Texto proporcionado
<<<<
785. Ninguna condición de mujer fuerte pudo faltar a nuestra Rei­na, porque lo fue de las virtudes y fuente de la gracia. Consideró —prosigue él texto— el campo y le compró, del fruto de sus manos plantó una viña (Prov., 31, 16). El campo de la más levantada perfección, donde se cría lo fértil y fragante de las virtudes, éste fue el que consideró nuestra mujer fuerte María Santísima y, considerándole y ponde­rándole a la claridad de la Divina luz, conoció el tesoro que encerra­ba. Y para comprar este campo vendió todo lo terreno de que era verdaderamente Reina y Señora, posponiéndolo todo a la posesión del campo que compró, con negarse al uso de lo que podía tener. Sola esta Señora pudo venderlo todo, porque de todo lo era, para comprar el espacioso campo de la santidad; sola ella lo consideró y conoció adecuadamente y se apropió a sí misma, después de Dios, el campo de la Divinidad y sus atributos infinitos, de que los demás santos recibieron alguna parte. Del fruto de sus manos plantó la viña. Plantó la Iglesia Santa, no sólo dándonos a su Hijo Santísimo para que la formase y fabricase, pero siendo ella coadjutora suya, y después de su ascensión quedando por Maestra de la Iglesia, como diré en la tercera parte de esta Historia. Plantó la viña del paraíso celestial, que aquella singular fiera de Lucifer había disipado y de­vastado (Prov., 31, 16); porque se pobló de nuevas plantas por la solicitud y fruto de María Purísima. Plantó la viña de su espacioso y magnánimo corazón con los renuevos de las virtudes, con la vid fértilísima, Cristo, que destiló en el lagar de la cruz el vino suavísimo del amor con que son embriagados sus carísimos y alimentados los amigos (Cant., 5, 1).
>>>>
Datos
<<<<
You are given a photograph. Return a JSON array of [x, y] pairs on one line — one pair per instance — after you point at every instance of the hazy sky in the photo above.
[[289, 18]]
>>>>
Consigna
Indique si cada afirmación concuerda con el texto sobre la mujer fuerte. Conteste sí o no y cite literalmente las palabras del texto que lo deciden: (a) Para comprar el campo, la Reina vendió todo lo terreno. (b) Según el texto, el Hijo plantó la Iglesia sin que ella colaborara. (c) Lucifer había disipado la viña del paraíso celestial.

Solución
(a) Sí: «Y para comprar este campo vendió todo lo terreno de que era verdaderamente Reina y Señora».
(b) No: «no sólo dándonos a su Hijo Santísimo para que la formase y fabricase, pero siendo ella coadjutora suya».
(c) Sí: «Plantó la viña del paraíso celestial, que aquella singular fiera de Lucifer había disipado».